*WHAT IS EXPECTED:*
Transcribe everything from "Deon Jackson spent" down to "of South Carolina." in the passage on the new Berkeley County School District superintendent.

Deon Jackson spent six years working as a teacher in the classroom and plans to use that foundation to cultivate relationships with staff, parents, students, and stakeholders in his new role as Berkeley County School District’s (BCSD) superintendent.
His 100 Day Plan focuses on lofty goals, such as improving organizational culture, facilitating efficiency of operations, maintaining safety and security, and maximizing students’ academic potential.
Jackson officially assumed the position on July 1, 2021. Previously, he served as the chief administrative officer for pupil services for BCSD. He is a graduate of The Citadel and is currently pursuing a Ph.D from the University of South Carolina.
“Some of my very best days and memories were from my time as a classroom teacher, but I also remember the challenges I faced,” Jackson said. “So I will work with our Teacher Forum to ensure that teacher voices are represented when making decisions that affect our schools.”

*DATASET EXTRACT:*
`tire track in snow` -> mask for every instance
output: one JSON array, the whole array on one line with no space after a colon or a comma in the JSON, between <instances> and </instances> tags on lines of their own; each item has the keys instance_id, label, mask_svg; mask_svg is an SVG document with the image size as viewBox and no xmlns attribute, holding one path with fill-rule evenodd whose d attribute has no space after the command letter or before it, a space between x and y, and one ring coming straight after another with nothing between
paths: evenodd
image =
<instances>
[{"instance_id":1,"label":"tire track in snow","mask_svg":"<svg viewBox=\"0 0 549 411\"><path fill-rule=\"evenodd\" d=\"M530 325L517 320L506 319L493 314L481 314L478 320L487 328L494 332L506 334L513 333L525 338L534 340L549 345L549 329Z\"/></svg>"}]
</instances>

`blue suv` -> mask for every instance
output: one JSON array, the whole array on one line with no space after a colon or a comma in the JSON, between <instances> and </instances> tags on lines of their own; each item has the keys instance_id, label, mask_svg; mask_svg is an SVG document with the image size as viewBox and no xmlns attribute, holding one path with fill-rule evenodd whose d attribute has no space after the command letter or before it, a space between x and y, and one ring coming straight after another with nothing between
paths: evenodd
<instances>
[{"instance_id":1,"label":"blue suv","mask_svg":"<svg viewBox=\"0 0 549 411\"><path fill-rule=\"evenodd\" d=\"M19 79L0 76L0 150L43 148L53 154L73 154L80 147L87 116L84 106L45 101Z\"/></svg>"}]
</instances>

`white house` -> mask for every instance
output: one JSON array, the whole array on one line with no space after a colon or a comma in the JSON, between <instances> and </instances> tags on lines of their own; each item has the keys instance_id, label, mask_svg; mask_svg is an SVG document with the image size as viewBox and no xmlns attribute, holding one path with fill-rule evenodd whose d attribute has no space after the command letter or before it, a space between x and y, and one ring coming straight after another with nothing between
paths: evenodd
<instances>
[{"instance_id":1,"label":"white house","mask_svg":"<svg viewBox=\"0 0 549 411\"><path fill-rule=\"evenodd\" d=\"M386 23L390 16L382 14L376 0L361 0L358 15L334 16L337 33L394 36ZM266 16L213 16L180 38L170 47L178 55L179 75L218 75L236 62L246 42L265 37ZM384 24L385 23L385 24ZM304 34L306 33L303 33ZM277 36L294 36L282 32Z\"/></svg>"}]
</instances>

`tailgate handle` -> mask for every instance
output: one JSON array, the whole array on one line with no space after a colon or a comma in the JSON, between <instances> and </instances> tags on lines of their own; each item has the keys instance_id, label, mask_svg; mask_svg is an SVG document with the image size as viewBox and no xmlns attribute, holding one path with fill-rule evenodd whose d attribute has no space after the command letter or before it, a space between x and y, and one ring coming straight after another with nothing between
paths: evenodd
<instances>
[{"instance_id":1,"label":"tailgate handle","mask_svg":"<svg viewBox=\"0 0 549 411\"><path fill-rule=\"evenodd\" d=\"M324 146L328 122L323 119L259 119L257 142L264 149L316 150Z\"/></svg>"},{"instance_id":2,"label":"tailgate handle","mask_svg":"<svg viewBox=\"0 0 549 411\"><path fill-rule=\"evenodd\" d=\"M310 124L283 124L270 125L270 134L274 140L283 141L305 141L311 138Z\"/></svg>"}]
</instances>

*RESPONSE:*
Deon Jackson spent six years working as a teacher in the classroom and plans to use that foundation to cultivate relationships with staff, parents, students, and stakeholders in his new role as Berkeley County School District’s (BCSD) superintendent.
His 100 Day Plan focuses on lofty goals, such as improving organizational culture, facilitating efficiency of operations, maintaining safety and security, and maximizing students’ academic potential.
Jackson officially assumed the position on July 1, 2021. Previously, he served as the chief administrative officer for pupil services for BCSD. He is a graduate of The Citadel and is currently pursuing a Ph.D from the University of South Carolina.